• Excerpt
==============================

Eased Restrictions = New Wave of Uncertainty
As you undoubtedly know, May 19th marked the start of Phase 2 of BC’s Restart Plan. This plan indicates that many non-essential workplaces (including office-based worksites, retail, recreation, restaurants, salons, etc.) can re-open with specific health and safety protocol in place. It also allows for cautiously expanding our social ‘bubbles’ and having social gatherings with up to six people.
While this has been met with relief, where finances are concerned, and excitement, where social circles and a sense of ‘normality’ are concerned, it has also been met with renewed uncertainty.
Though the very vast majority of us weren’t exactly happy/comfortable with the lockdown measures previously in place, we were beginning to adapt to our new temporary normal. We were clear where we could and couldn’t go, who we could go with, and how close we could get to people. Outside of our immediate families/households, we knew that if we went to a park (for example), we would have to ensure appropriate physical distancing with others, no matter how well we knew them.

==============================

• Given data
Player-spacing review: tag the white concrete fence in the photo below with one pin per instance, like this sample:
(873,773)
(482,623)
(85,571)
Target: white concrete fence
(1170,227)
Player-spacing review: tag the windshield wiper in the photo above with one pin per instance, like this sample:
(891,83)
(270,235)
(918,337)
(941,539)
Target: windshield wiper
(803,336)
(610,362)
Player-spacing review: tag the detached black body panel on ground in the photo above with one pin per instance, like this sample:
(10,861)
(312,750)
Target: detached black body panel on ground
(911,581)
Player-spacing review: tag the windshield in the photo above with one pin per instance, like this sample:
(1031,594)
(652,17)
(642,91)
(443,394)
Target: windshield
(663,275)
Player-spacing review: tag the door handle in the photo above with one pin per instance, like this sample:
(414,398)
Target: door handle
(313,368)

==============================

• Objectives
**A.** From the Restart Plan passage, extract the text from "Eased Restrictions = New" to "to six people.".
**B.** According to the Restart Plan passage, what is the maximum number of people allowed at social gatherings under Phase 2?

• Answers for this exercise
**A.**
Eased Restrictions = New Wave of Uncertainty
As you undoubtedly know, May 19th marked the start of Phase 2 of BC’s Restart Plan. This plan indicates that many non-essential workplaces (including office-based worksites, retail, recreation, restaurants, salons, etc.) can re-open with specific health and safety protocol in place. It also allows for cautiously expanding our social ‘bubbles’ and having social gatherings with up to six people.

**B.** Up to six people.